[Given information]:
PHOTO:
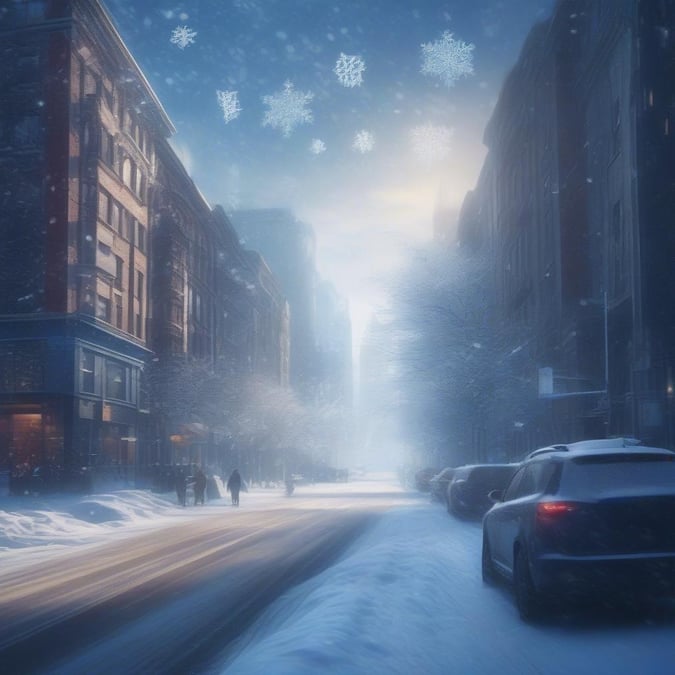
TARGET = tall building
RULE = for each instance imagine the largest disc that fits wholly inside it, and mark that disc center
(289, 248)
(115, 273)
(572, 207)
(76, 161)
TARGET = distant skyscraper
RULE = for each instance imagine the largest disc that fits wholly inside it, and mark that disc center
(288, 246)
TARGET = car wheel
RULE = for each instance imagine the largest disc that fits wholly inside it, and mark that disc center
(528, 599)
(487, 569)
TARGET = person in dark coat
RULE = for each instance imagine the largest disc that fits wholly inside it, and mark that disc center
(199, 486)
(181, 486)
(234, 486)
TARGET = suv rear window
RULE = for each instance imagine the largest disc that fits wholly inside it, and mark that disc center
(600, 474)
(492, 474)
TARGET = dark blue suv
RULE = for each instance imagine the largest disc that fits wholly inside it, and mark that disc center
(584, 518)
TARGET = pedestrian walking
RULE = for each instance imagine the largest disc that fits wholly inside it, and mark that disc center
(199, 486)
(234, 486)
(181, 486)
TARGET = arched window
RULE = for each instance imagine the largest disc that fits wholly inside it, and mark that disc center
(126, 172)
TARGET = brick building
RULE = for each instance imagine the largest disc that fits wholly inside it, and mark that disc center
(110, 258)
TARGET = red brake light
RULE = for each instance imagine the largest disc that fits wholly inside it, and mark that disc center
(553, 509)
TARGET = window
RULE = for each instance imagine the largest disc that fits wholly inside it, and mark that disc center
(107, 148)
(119, 271)
(116, 381)
(104, 205)
(115, 215)
(27, 131)
(87, 372)
(140, 237)
(102, 308)
(140, 281)
(176, 315)
(616, 126)
(118, 311)
(126, 171)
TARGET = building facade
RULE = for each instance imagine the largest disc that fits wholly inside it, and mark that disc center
(112, 262)
(574, 205)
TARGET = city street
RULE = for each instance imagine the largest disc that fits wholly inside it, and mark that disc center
(343, 578)
(174, 591)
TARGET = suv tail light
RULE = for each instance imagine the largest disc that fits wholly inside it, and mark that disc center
(554, 510)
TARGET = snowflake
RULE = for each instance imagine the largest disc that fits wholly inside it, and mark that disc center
(229, 104)
(448, 59)
(316, 147)
(183, 36)
(287, 109)
(363, 142)
(349, 70)
(431, 143)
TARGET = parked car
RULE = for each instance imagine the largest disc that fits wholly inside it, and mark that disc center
(438, 485)
(423, 477)
(621, 442)
(580, 519)
(471, 484)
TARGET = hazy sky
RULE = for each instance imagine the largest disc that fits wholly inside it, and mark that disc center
(366, 208)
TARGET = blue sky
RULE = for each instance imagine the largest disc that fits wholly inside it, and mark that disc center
(365, 208)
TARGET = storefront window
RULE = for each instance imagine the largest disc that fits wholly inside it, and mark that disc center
(87, 374)
(116, 381)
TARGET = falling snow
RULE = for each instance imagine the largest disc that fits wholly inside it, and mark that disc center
(317, 146)
(448, 59)
(229, 104)
(363, 142)
(287, 109)
(431, 143)
(349, 70)
(182, 36)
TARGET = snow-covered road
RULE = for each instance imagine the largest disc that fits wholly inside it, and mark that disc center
(406, 597)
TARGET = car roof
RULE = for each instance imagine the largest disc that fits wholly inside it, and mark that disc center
(469, 467)
(590, 444)
(582, 450)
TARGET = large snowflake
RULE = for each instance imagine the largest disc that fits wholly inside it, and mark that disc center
(349, 70)
(431, 143)
(287, 109)
(364, 142)
(447, 58)
(317, 146)
(182, 36)
(229, 104)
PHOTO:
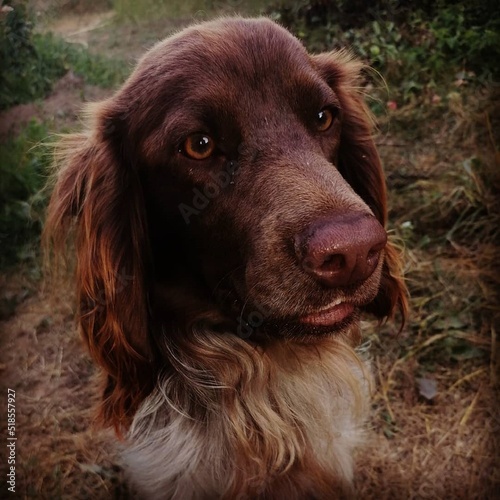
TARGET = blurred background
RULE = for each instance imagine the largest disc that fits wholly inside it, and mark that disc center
(434, 89)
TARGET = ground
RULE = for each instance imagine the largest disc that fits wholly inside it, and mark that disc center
(435, 425)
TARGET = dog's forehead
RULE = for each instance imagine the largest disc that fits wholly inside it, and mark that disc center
(230, 48)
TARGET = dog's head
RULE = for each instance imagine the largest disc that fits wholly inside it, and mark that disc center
(233, 179)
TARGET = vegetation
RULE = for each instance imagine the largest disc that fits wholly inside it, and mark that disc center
(33, 62)
(419, 49)
(22, 175)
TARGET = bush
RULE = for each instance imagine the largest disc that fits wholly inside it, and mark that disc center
(31, 63)
(432, 44)
(22, 176)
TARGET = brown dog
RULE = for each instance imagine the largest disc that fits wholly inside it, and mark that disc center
(229, 208)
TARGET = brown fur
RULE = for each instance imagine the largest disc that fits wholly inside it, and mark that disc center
(189, 301)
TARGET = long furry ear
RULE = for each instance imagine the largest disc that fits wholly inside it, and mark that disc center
(97, 204)
(359, 163)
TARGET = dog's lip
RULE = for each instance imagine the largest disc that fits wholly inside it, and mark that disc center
(330, 315)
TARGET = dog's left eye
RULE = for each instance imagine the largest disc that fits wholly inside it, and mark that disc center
(324, 119)
(198, 146)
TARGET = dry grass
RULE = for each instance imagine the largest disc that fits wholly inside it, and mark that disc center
(435, 428)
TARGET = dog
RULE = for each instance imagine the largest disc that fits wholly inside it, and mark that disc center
(228, 205)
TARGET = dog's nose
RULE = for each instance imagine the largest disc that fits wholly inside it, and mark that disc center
(341, 250)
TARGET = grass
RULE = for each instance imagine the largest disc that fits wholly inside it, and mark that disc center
(23, 173)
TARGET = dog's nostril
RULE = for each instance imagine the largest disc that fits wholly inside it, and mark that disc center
(333, 262)
(342, 249)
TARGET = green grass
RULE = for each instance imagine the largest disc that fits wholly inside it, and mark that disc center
(31, 63)
(23, 172)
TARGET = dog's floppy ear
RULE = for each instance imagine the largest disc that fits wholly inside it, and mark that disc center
(360, 165)
(97, 200)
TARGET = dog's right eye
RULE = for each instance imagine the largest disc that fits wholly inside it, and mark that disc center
(324, 119)
(198, 147)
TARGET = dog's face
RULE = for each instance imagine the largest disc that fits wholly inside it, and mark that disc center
(259, 199)
(232, 183)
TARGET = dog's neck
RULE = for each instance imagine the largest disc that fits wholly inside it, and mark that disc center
(227, 411)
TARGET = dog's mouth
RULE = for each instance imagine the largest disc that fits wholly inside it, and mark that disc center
(330, 316)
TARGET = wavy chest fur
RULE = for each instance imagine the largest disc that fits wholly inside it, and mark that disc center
(257, 424)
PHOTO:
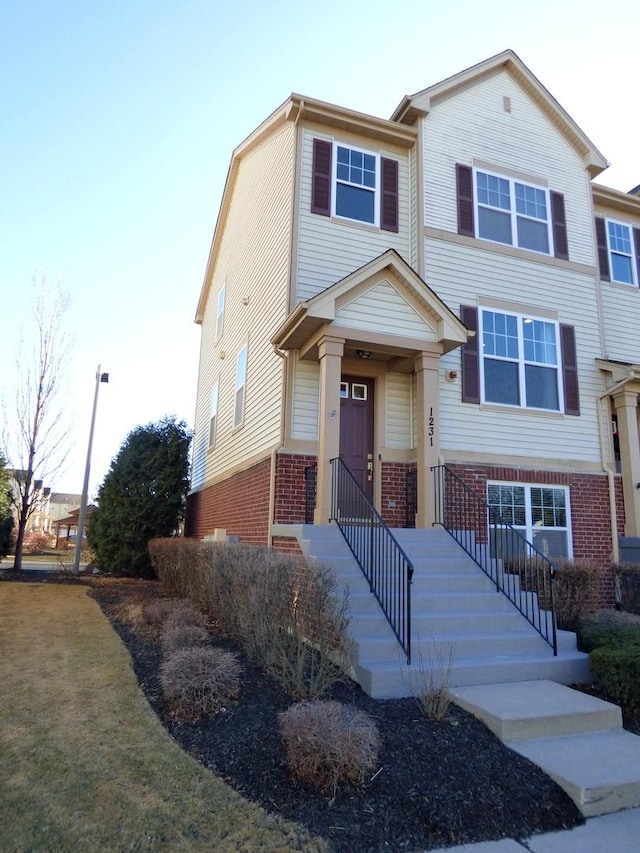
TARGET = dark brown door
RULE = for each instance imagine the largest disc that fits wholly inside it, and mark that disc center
(356, 429)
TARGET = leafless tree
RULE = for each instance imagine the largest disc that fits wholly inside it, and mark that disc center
(35, 435)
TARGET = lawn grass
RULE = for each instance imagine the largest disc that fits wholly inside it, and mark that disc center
(85, 765)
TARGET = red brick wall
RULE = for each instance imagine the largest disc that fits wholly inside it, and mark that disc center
(394, 488)
(291, 488)
(240, 505)
(590, 516)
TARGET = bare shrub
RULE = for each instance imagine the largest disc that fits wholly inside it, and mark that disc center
(431, 682)
(199, 680)
(329, 744)
(182, 636)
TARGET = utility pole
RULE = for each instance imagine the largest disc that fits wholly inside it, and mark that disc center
(100, 377)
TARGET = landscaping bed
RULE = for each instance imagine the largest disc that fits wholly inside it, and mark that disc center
(435, 784)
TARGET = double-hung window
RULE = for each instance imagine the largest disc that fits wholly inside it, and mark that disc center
(512, 212)
(354, 184)
(622, 258)
(520, 361)
(540, 513)
(241, 382)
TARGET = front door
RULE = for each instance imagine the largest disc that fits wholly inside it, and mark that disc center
(356, 429)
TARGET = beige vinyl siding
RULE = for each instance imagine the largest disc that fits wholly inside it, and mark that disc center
(383, 309)
(399, 416)
(473, 125)
(328, 248)
(305, 403)
(460, 275)
(254, 260)
(621, 307)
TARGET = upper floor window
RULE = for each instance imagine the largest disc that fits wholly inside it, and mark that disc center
(510, 211)
(520, 361)
(241, 381)
(621, 254)
(352, 183)
(220, 310)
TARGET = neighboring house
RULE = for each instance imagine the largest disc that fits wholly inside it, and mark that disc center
(447, 286)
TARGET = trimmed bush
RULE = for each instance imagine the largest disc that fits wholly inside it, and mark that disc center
(329, 744)
(609, 628)
(182, 636)
(627, 580)
(199, 680)
(287, 613)
(618, 672)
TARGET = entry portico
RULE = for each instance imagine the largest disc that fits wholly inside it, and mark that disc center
(380, 320)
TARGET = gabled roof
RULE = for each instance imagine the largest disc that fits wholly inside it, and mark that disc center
(298, 108)
(308, 317)
(413, 107)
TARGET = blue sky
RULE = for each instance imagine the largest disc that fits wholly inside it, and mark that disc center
(118, 120)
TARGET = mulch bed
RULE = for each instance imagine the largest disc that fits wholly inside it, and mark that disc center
(437, 783)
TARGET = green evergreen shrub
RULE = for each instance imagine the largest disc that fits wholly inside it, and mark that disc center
(329, 744)
(199, 680)
(617, 669)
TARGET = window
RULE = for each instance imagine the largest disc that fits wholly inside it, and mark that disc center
(220, 311)
(213, 415)
(520, 361)
(621, 255)
(241, 380)
(506, 210)
(540, 513)
(512, 212)
(355, 184)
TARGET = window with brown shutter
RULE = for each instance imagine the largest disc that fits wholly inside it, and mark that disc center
(464, 186)
(321, 177)
(559, 226)
(389, 196)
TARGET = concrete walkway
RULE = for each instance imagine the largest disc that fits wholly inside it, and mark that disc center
(612, 833)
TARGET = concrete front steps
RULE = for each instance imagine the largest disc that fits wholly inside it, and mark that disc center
(576, 739)
(459, 622)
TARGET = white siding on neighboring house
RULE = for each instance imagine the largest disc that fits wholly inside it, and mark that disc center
(399, 415)
(473, 125)
(328, 248)
(254, 259)
(306, 395)
(460, 275)
(383, 309)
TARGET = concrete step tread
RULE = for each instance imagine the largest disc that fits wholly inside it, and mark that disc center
(536, 709)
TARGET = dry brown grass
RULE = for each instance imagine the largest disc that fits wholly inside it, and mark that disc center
(84, 763)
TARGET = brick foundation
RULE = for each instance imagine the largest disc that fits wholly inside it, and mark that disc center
(590, 517)
(239, 504)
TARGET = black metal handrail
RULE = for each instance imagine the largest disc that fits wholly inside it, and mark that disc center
(383, 562)
(519, 570)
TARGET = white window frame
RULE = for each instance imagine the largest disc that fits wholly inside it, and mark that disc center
(220, 303)
(631, 255)
(239, 398)
(375, 191)
(213, 413)
(529, 529)
(513, 212)
(522, 362)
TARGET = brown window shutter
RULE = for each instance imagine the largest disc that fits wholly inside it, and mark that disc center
(389, 195)
(321, 177)
(603, 251)
(559, 224)
(464, 186)
(470, 359)
(569, 370)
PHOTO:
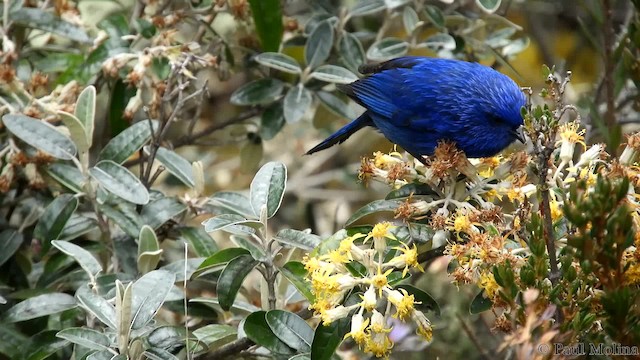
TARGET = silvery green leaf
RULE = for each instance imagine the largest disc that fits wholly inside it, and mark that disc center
(86, 111)
(319, 43)
(76, 130)
(85, 337)
(296, 103)
(67, 175)
(351, 51)
(334, 74)
(489, 6)
(86, 260)
(435, 16)
(387, 49)
(120, 181)
(148, 250)
(41, 135)
(10, 242)
(38, 306)
(409, 19)
(272, 120)
(157, 212)
(48, 22)
(176, 165)
(267, 188)
(54, 218)
(335, 104)
(258, 92)
(515, 47)
(440, 41)
(125, 144)
(279, 61)
(148, 294)
(500, 37)
(367, 7)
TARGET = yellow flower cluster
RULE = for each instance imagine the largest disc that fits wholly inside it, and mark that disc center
(331, 281)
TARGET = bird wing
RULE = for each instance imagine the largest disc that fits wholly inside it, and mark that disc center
(402, 91)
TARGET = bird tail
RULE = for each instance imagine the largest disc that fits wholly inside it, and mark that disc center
(344, 133)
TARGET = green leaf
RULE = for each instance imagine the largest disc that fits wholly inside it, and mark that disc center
(272, 121)
(149, 293)
(159, 354)
(128, 142)
(367, 7)
(296, 103)
(120, 181)
(410, 19)
(257, 329)
(319, 43)
(290, 329)
(327, 339)
(10, 241)
(267, 188)
(54, 218)
(224, 221)
(158, 212)
(279, 61)
(387, 49)
(258, 92)
(86, 111)
(43, 345)
(372, 208)
(48, 22)
(267, 16)
(489, 6)
(176, 165)
(67, 175)
(440, 41)
(335, 105)
(12, 341)
(480, 304)
(334, 74)
(41, 135)
(76, 130)
(82, 256)
(231, 279)
(210, 334)
(233, 201)
(77, 226)
(202, 244)
(102, 309)
(148, 250)
(427, 302)
(351, 51)
(295, 272)
(435, 16)
(88, 338)
(298, 239)
(38, 306)
(219, 258)
(125, 217)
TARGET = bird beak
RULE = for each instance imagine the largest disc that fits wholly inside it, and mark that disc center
(519, 135)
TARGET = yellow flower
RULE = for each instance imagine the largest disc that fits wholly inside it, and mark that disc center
(489, 284)
(369, 299)
(379, 281)
(402, 301)
(409, 257)
(378, 343)
(424, 329)
(358, 327)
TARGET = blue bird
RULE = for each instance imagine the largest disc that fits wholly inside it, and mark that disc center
(418, 101)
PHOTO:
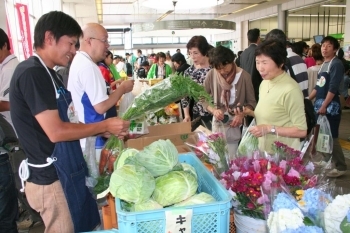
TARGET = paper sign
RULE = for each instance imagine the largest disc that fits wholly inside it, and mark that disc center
(178, 221)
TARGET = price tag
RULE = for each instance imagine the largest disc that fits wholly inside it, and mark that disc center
(178, 221)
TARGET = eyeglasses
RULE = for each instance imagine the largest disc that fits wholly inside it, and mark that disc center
(107, 42)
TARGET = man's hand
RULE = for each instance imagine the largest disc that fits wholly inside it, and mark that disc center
(127, 86)
(218, 114)
(322, 110)
(117, 126)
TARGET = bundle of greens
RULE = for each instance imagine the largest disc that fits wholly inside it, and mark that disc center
(164, 93)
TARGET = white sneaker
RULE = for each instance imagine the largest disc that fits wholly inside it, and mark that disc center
(335, 173)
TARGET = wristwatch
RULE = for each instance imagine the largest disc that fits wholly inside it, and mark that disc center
(273, 129)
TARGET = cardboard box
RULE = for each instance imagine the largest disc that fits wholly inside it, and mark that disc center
(177, 133)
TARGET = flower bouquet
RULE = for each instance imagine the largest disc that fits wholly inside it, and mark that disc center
(212, 149)
(252, 180)
(287, 217)
(337, 215)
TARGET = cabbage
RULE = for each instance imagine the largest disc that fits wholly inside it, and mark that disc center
(132, 183)
(147, 205)
(197, 199)
(174, 187)
(159, 157)
(189, 168)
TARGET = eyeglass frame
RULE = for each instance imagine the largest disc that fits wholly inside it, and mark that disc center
(106, 42)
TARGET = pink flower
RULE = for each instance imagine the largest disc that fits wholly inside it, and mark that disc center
(283, 165)
(263, 199)
(250, 206)
(294, 173)
(256, 165)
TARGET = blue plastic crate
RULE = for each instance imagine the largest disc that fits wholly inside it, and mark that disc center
(105, 231)
(207, 218)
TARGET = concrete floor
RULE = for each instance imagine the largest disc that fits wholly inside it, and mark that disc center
(343, 182)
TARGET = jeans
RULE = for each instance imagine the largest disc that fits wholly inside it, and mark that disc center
(8, 197)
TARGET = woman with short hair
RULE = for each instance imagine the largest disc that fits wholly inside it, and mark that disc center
(279, 114)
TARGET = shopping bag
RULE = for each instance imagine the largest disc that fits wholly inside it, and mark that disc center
(249, 143)
(325, 139)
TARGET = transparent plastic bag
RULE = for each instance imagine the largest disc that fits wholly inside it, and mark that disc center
(125, 102)
(90, 157)
(249, 143)
(325, 139)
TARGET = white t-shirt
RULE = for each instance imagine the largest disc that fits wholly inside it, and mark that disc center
(87, 87)
(7, 67)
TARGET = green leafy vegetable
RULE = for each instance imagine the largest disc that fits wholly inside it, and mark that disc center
(197, 199)
(159, 157)
(132, 183)
(174, 187)
(129, 152)
(164, 93)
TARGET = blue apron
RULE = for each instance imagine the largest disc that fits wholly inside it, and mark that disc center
(72, 169)
(333, 109)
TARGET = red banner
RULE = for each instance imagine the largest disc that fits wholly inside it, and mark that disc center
(24, 27)
(9, 34)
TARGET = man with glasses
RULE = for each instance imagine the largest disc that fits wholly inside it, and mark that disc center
(86, 83)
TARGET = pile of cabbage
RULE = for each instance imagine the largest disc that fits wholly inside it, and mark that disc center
(153, 178)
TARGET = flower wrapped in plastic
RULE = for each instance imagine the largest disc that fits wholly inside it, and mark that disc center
(253, 181)
(164, 93)
(337, 215)
(313, 202)
(287, 217)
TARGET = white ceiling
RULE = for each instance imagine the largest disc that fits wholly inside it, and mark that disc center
(120, 13)
(124, 12)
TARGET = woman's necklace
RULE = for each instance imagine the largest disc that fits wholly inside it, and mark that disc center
(268, 85)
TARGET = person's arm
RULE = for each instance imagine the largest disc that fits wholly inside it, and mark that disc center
(151, 71)
(293, 132)
(312, 94)
(124, 87)
(59, 131)
(4, 106)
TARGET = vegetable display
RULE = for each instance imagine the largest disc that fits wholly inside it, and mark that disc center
(132, 183)
(154, 178)
(174, 187)
(164, 93)
(159, 157)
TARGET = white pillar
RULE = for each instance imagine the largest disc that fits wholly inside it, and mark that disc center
(281, 18)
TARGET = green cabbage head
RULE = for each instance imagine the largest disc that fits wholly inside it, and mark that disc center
(132, 183)
(159, 157)
(197, 199)
(174, 187)
(147, 205)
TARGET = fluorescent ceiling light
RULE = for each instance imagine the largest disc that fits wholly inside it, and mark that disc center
(245, 8)
(164, 15)
(301, 15)
(333, 5)
(180, 4)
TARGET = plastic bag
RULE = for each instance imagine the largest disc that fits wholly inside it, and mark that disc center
(325, 139)
(249, 143)
(125, 102)
(90, 157)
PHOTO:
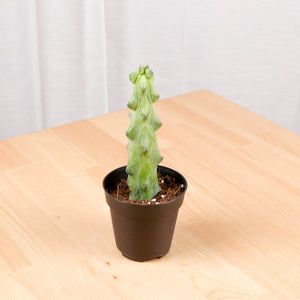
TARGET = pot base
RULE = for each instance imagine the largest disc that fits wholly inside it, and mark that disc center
(143, 232)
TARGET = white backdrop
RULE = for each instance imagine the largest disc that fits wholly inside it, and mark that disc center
(62, 61)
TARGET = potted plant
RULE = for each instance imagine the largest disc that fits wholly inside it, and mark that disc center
(143, 196)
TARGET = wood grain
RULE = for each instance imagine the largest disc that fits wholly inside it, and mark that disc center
(237, 235)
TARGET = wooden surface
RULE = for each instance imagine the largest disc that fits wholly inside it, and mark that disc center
(237, 235)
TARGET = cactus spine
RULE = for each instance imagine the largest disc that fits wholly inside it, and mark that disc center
(143, 152)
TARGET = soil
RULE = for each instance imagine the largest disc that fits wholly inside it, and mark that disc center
(169, 190)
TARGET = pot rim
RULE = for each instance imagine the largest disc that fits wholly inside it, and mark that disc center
(135, 204)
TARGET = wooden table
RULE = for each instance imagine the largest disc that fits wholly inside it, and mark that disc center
(237, 235)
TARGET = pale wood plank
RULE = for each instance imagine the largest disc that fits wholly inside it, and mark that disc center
(237, 235)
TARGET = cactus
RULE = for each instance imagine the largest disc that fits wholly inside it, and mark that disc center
(143, 152)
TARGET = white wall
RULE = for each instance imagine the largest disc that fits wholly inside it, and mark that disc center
(62, 61)
(245, 51)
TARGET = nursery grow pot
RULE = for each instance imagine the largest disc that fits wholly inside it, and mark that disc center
(143, 232)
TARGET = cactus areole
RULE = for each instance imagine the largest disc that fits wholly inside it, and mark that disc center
(143, 152)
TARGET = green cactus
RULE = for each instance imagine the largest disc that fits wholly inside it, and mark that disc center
(143, 152)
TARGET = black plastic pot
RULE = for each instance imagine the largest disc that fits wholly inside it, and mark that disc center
(143, 232)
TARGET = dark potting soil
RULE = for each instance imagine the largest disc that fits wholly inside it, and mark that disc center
(169, 190)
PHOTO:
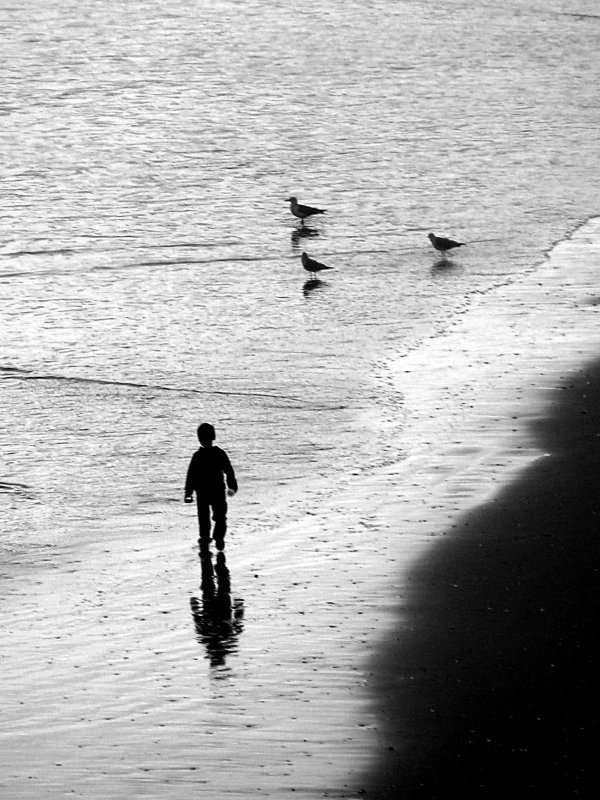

[Problem to solve]: Using the data above, copy each line that contains "soil".

[Your solution]:
TARGET = soil
TARGET = dark potting soil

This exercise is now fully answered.